> [Supplied text]:
So, every $x \in \ell^p$ has a unique representation by

$x = \sum_{k = 1}^\infty y_k e_k.$

Now consider $l \in \ell^q$. Because $l$ is bounded we also have that

$l(x) = \sum_{k = 1}^\infty y_k l(e_k).$

Now set $z_k = f(e_k)$. Consider the following $x_n = (y_k^{(n)})$ where

$y_k^{(n)} = \begin{cases} \frac{|z_k|^q}{z_k} &\text{when $k \leq n$ and $z_k \neq 0$,}\\ 0 &\text{otherwise.} \end{cases}.$

We have that $\begin{align}l(x_n) &= \sum_{k = 1}^\infty y_k^{(n)} z_k\\ &= \sum_{k = 1}^n |z_k|^q\\ &\leq \|l\|\|x_n\|\\ &= \|l\| \left ( \sum |x_k^{(n)}|^p \right )^{\frac1p}\\ &= \|l\| \left ( \sum |x_k^{(n)}|^p \right )^{\frac1p}\\ &= \|l\| \left ( \sum |z_k|^q \right )^{\frac1q}. \end{align}$

Hence we have that

$\sum |z_k|^q = \|l\| \left (\sum |z_k|^q \right )^{\frac1q}.$

Now we divide and get

$\left ( \sum_{k = 1}^n |z_k|^q \right )^{\frac1q} \leq \|l\|.$

Take the limit to obtain $\left ( \sum_{k \geq 1} |z_k|^q \right )^{\frac1q} \leq \|l\|.$

We conclude that $(z_k) \in \ell^q$.

> [Directions for this task]: Transcribe the portion of the sequence-space proof above, starting with "Now we divide" and going on through "that $(z_k) \in \ell^q$.".

> [Data lines]:
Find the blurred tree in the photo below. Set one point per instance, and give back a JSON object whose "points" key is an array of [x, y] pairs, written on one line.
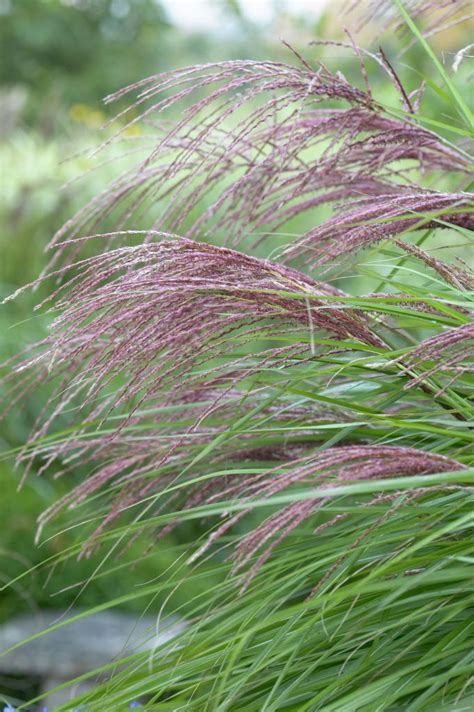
{"points": [[79, 49]]}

> [Result of the task]:
Now we divide and get

$\left ( \sum_{k = 1}^n |z_k|^q \right )^{\frac1q} \leq \|l\|.$

Take the limit to obtain $\left ( \sum_{k \geq 1} |z_k|^q \right )^{\frac1q} \leq \|l\|.$

We conclude that $(z_k) \in \ell^q$.